[Image object location records]
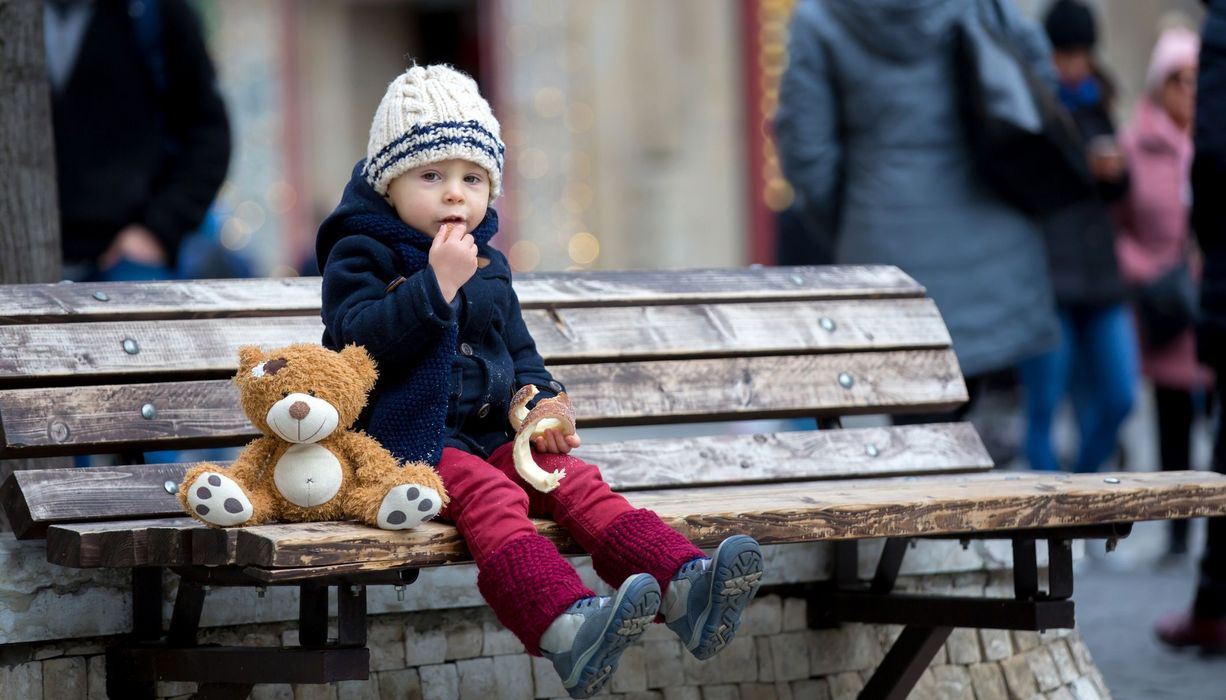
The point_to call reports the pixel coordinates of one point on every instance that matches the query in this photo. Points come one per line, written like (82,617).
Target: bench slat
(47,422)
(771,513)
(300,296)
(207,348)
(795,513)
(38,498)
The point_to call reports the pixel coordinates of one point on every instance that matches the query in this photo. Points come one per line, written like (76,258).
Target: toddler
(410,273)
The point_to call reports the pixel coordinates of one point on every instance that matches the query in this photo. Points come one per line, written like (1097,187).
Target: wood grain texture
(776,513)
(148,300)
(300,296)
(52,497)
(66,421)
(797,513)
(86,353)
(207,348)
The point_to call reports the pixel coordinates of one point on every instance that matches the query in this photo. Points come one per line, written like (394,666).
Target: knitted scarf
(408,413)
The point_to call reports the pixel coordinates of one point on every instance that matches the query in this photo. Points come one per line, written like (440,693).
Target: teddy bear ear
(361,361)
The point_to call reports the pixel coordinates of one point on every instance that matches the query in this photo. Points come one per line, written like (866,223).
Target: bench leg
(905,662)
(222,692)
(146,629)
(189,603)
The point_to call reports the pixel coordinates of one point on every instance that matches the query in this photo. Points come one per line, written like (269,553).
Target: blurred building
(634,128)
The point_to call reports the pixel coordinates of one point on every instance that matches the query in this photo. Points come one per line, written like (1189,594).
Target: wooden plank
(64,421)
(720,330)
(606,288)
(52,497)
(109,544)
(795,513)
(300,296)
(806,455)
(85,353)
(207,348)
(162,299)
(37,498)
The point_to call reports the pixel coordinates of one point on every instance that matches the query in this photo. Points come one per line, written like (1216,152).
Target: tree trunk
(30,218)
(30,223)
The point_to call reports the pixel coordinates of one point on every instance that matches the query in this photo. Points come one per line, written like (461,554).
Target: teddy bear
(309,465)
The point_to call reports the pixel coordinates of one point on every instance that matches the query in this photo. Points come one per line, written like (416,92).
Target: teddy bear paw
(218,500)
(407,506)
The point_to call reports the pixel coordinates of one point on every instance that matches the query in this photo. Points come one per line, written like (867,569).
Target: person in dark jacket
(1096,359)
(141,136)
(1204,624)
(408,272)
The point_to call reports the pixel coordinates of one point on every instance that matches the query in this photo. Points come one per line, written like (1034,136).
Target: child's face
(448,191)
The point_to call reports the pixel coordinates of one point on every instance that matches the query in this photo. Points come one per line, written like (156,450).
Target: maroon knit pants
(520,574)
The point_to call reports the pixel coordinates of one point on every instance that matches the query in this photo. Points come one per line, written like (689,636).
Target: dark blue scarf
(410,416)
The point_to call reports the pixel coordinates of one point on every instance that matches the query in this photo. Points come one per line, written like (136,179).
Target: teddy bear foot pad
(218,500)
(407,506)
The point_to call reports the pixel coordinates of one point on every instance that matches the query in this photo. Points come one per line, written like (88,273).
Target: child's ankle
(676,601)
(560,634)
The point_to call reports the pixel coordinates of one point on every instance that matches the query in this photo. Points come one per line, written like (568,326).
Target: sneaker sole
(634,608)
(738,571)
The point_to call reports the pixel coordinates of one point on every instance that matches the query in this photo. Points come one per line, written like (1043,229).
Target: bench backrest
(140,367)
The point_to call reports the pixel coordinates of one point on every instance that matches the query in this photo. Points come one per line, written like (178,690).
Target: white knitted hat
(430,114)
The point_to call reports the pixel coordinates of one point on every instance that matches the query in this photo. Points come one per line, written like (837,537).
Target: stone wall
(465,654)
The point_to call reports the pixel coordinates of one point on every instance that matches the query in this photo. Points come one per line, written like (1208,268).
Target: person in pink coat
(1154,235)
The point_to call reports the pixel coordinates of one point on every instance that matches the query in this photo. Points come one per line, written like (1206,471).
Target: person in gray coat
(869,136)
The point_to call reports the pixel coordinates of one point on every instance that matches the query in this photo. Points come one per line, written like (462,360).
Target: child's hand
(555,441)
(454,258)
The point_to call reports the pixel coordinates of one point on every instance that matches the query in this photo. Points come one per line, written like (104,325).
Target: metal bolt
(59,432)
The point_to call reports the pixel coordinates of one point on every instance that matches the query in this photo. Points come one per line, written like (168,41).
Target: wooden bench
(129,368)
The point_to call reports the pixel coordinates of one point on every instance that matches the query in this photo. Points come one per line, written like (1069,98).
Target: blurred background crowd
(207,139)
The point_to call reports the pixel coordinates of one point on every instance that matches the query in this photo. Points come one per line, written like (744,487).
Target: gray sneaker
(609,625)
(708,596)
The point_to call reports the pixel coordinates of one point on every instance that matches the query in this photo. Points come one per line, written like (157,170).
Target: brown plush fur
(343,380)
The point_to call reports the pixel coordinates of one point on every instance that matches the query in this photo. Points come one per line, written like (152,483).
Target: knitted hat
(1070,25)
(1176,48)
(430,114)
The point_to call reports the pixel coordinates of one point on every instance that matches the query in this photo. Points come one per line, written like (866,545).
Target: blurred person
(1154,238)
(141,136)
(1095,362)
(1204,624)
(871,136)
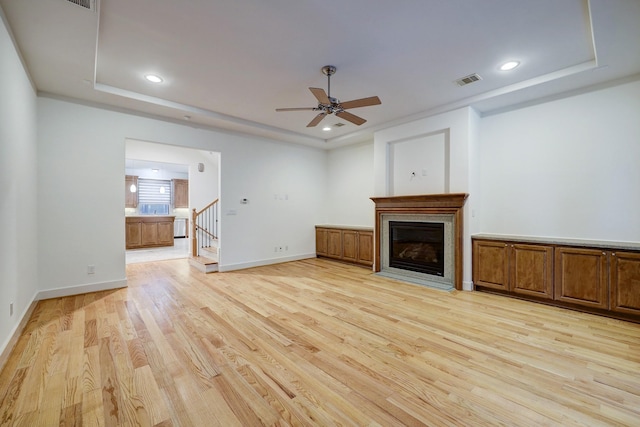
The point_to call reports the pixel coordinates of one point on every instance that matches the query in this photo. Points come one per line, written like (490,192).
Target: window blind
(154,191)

◆ Goal of the exercise ◆
Reproduce the records verbatim, starting with the line that contains "written like (157,170)." and continuing through the end of the records. Omit the pictures.

◆ The response ◆
The point_to call reports the pixel coordinates of one point on every instance that matches the query in this photo. Points come one per line, written like (157,170).
Target: brown plush fur
(343,380)
The point_to call reports the pixel coordinates of one point on every instance that matches the query in this photo. Points come one per line, written like (152,483).
Target: knitted hat
(1070,25)
(1176,48)
(430,114)
The point_to call reports the pixel coordinates of one point on every instance that matches the query in this photo. Points come one per line, written like (866,545).
Target: blurred person
(1154,238)
(141,136)
(1095,362)
(1204,624)
(871,136)
The point_to call reports the pixel coordinates of one point on every instance that matches the query in this photo. Points come one per line, written like (490,192).
Target: window blind
(154,191)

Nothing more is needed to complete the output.